A philosophical approach that judges the validity of ideas, arguments, and beliefs primarily by their practical consequences and usefulness in navigating the world, rather than by their abstract, formal logical purity or their correspondence to an absolute "truth." If a belief leads to successful prediction, effective action, or psychological well-being, it holds pragmatic value, even if it contains logical imperfections or is unprovable in a closed system.
Example: Believing in free will, despite philosophical debates about determinism, is Logical Pragmatism. The belief has immense practical consequences—it underpins our systems of law, morality, and personal motivation. Even if it's logically fuzzy, it's useful and thus, for a pragmatist, holds a form of validity that a perfectly logical but paralyzing belief in absolute determinism does not.

Pragmatism of Fallacies

The strategic, conscious use of known logical fallacies because they are effective in achieving a desired real-world outcome (persuasion, mobilization, simplification) within a specific audience or context, even while acknowledging they are formally invalid. It treats fallacies as tools in a rhetorical toolkit, to be used when the goal is influence, not truth-preserving debate. It's rhetoric over logic, impact over integrity.

_Supplied material:_
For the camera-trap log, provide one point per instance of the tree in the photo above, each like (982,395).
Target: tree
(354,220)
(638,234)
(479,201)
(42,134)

_Written task A:_
Answer these from the passage on pragmatism:
(i) What three results give a belief pragmatic value?
(ii) What three things does belief in free will underpin?
(iii) Under "Pragmatism of Fallacies," what three real-world outcomes are named?
_Written task B:_ Write the next part of the passage on pragmatism, picking up after its final sentence.
The data has no connection to the text on pragmatism.

_Written reply A:_
(i) Successful prediction, effective action, or psychological well-being.
(ii) Our systems of law, morality, and personal motivation.
(iii) Persuasion, mobilization, simplification.

_Written reply B:_
Pragmatism of Fallacies Example: A political campaign using the Bandwagon Fallacy ("Everyone is voting for Candidate A, join the winning team!") is employing the Pragmatism of Fallacies. They know it's not a logical argument about the candidate's merits, but they also know it works on human psychology to drive turnout and create momentum, so they use it as a calculated tool.

Pragmatic Realism

The viewpoint that there is a mind-independent reality, but our access to it and our descriptions of it are always mediated by our practical interests, cognitive tools, and languages. Therefore, "truth" is the set of beliefs that, at a given time, best enables us to cope with and predict the behavior of that reality. It's a realism tempered by pragmatism: the world is real, but our maps of it are judged by how well they help us travel.
Pragmatic Realism Example: A Pragmatic Realist scientist believes quarks are real features of the universe, not just useful fictions. However, they also acknowledge that our "quark" model is a human construct that works stunningly well for prediction and engineering. If a better, more useful model emerges, they would abandon the old one, confident we are getting closer to the reality, but never claiming to have the final, perfect picture.

Pragmatic Anti-realism

The position that it is meaningless or pointless to talk about a reality completely independent of our conceptual schemes and practical engagements. What we call "truth" or "reality" is constituted by what works for us within our forms of life. There is no "God's-eye view" to compare our useful theories to; the only criteria for judgment are coherence, utility, and fruitfulness within our human practices.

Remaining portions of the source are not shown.